#### Excerpted records
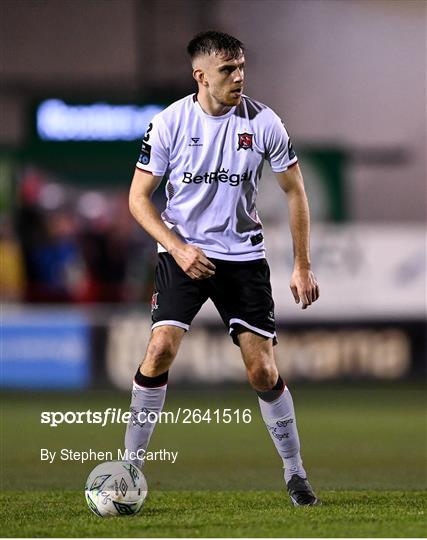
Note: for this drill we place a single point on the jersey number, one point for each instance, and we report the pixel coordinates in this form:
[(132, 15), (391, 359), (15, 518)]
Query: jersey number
[(147, 133)]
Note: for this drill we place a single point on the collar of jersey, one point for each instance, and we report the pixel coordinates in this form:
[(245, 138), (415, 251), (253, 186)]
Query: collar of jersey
[(216, 118)]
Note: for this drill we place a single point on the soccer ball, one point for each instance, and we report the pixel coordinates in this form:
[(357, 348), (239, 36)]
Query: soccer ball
[(115, 488)]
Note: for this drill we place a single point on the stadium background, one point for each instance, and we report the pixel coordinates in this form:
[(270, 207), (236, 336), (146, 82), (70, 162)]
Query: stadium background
[(348, 78)]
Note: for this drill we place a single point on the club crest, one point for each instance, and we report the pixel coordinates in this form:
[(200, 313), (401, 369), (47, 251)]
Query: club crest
[(245, 141), (154, 304)]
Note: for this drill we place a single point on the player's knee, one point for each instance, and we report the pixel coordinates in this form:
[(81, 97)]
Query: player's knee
[(161, 350), (262, 376)]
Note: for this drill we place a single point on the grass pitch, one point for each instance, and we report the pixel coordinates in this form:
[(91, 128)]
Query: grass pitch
[(364, 447)]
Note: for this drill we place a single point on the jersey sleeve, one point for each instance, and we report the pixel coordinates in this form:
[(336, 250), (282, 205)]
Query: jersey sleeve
[(279, 150), (154, 156)]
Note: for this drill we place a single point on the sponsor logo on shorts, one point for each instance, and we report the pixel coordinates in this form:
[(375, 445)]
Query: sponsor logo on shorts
[(217, 176)]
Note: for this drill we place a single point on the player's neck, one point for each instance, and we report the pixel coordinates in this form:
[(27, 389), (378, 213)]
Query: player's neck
[(211, 106)]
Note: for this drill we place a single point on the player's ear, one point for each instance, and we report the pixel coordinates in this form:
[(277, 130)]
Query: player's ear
[(199, 76)]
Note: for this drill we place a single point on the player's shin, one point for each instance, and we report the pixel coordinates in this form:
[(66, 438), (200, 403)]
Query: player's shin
[(277, 410), (148, 397)]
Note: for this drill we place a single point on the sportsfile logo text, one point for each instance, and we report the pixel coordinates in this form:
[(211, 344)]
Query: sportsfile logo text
[(217, 176), (181, 415)]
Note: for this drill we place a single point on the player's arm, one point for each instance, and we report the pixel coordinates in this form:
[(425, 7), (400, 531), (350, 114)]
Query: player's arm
[(304, 286), (190, 258)]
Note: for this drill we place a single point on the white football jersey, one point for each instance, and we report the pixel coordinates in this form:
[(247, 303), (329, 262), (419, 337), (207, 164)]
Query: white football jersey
[(213, 165)]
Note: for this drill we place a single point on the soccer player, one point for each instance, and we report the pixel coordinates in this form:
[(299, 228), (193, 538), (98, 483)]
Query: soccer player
[(211, 147)]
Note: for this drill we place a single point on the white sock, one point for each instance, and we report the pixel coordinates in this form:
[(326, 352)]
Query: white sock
[(279, 417), (141, 424)]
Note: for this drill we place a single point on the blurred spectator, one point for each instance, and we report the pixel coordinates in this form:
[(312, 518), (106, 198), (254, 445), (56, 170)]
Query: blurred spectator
[(12, 277)]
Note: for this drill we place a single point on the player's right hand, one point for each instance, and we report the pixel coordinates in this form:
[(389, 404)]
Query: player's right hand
[(193, 262)]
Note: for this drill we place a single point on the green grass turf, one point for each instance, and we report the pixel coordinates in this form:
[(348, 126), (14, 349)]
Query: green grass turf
[(221, 514), (364, 447)]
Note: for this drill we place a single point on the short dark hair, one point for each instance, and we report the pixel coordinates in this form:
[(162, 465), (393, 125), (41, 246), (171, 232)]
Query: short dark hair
[(215, 42)]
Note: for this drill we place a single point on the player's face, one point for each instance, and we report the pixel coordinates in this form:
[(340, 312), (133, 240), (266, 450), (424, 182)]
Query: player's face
[(225, 79)]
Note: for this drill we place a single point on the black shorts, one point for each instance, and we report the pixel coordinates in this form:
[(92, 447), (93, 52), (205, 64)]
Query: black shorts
[(241, 292)]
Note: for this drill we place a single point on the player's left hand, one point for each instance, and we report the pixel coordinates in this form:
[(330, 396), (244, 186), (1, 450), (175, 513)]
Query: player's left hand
[(304, 287)]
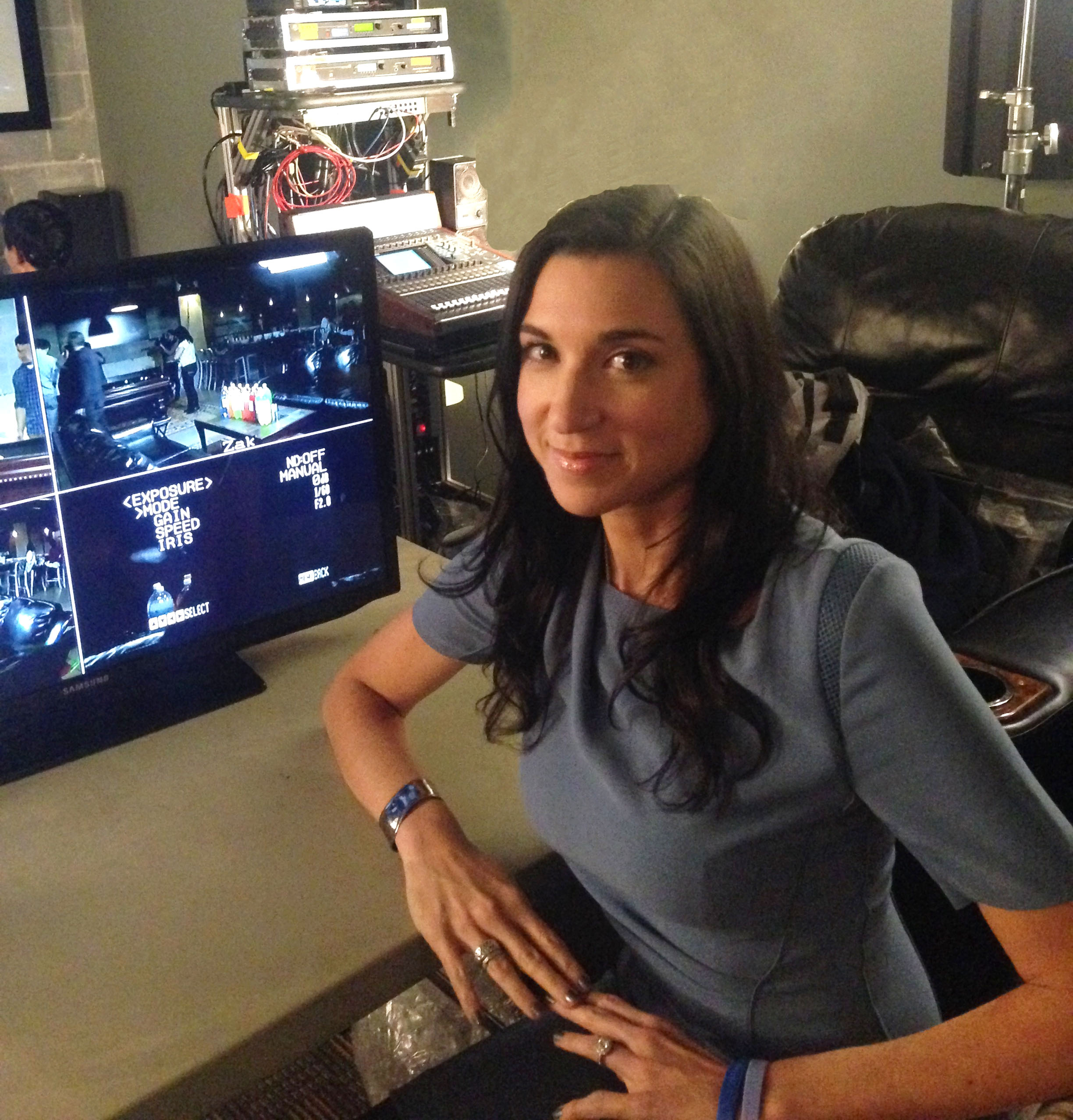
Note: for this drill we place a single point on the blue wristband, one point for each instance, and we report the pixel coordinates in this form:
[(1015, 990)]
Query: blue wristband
[(753, 1090), (733, 1085), (412, 796)]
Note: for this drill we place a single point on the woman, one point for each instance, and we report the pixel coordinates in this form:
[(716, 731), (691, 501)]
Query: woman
[(647, 594), (186, 359)]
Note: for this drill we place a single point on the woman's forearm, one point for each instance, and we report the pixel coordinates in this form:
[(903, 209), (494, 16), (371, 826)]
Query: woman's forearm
[(1014, 1051), (368, 736)]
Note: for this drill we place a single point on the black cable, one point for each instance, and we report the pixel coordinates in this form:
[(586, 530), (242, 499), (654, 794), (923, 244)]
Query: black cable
[(209, 206)]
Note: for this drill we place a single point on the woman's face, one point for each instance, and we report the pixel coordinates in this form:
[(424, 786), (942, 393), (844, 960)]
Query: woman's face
[(611, 391)]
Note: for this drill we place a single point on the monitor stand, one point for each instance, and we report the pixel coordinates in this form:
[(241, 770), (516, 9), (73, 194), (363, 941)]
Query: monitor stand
[(128, 704)]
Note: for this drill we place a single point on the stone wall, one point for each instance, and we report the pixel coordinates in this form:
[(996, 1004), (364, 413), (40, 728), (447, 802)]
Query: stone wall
[(68, 156)]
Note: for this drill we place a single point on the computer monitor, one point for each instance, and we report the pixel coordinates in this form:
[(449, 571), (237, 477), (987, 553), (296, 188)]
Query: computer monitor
[(195, 456)]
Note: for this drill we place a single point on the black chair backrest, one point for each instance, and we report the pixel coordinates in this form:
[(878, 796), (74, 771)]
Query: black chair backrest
[(963, 313)]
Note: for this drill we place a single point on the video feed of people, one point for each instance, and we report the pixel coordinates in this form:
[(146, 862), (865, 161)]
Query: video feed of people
[(37, 634), (25, 412), (201, 437), (182, 367)]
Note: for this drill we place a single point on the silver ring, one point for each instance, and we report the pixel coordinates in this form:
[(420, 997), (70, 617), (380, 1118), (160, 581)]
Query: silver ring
[(604, 1046), (489, 951)]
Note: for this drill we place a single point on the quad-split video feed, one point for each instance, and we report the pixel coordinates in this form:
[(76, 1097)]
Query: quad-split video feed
[(150, 373), (39, 645)]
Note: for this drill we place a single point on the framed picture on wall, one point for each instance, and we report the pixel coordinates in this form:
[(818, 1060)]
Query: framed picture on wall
[(24, 101)]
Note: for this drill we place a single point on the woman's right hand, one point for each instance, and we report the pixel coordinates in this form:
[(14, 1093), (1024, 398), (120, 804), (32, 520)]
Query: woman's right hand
[(459, 899)]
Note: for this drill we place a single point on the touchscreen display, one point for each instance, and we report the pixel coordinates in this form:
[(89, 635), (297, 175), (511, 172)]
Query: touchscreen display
[(402, 261), (182, 453)]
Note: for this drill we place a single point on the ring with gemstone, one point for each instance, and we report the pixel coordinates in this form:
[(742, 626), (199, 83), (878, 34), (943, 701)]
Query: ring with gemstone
[(604, 1046), (487, 952)]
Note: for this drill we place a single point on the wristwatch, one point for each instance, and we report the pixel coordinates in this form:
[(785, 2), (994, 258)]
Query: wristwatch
[(404, 802)]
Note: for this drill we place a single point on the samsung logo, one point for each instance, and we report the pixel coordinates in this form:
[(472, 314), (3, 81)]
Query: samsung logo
[(84, 686)]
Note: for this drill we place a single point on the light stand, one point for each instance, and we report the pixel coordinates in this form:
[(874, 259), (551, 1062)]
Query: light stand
[(1022, 142)]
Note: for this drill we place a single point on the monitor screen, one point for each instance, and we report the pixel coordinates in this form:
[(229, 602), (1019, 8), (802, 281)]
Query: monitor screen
[(194, 456)]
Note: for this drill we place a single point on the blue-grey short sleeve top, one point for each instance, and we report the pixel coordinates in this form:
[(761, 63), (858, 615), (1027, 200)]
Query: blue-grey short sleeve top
[(765, 925)]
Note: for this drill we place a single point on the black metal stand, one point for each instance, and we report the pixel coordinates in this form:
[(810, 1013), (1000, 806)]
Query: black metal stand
[(131, 702)]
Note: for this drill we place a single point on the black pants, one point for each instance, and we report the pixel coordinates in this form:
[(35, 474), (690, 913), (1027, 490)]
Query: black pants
[(188, 373), (172, 372), (519, 1073)]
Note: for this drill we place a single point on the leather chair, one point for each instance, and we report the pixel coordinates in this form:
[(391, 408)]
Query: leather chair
########
* Short task
Update everything from the line containing "on the light" down through the line containing "[(188, 373), (172, 372), (519, 1073)]" by replacing "pixel coordinates" with "image coordinates" throughout. Give back only those lines, with nothing else changed.

* Solution
Note: for this drill we place a single point on the light stand, one point for each instance, and we report the image coordinates in this form:
[(874, 259), (551, 1062)]
Query: light stand
[(1022, 142)]
Note: for this drill we place a single point on the monitor screen, one point for each instance, and we report the image coordinates in this form:
[(229, 602), (1019, 8), (802, 281)]
Query: monitor screen
[(194, 456)]
Note: for this drill we place a single point on the blue-grey short sleeve top, one point for each instance, and we report the image coordinates in this form:
[(761, 63), (858, 615), (1027, 200)]
Query: blue-grey short sleeve top
[(765, 925)]
Note: for this drill we place a single point on the black metal stand, one point for each instance, and we report the image coordinates in this form:
[(810, 1013), (1000, 806)]
Query: black metal stand
[(131, 702)]
Note: for this drill we place a single point on the black pants, one point for each instance, and we report the image coordinates in this form:
[(35, 474), (690, 913), (1027, 490)]
Query: black pants
[(188, 373), (172, 372), (519, 1073)]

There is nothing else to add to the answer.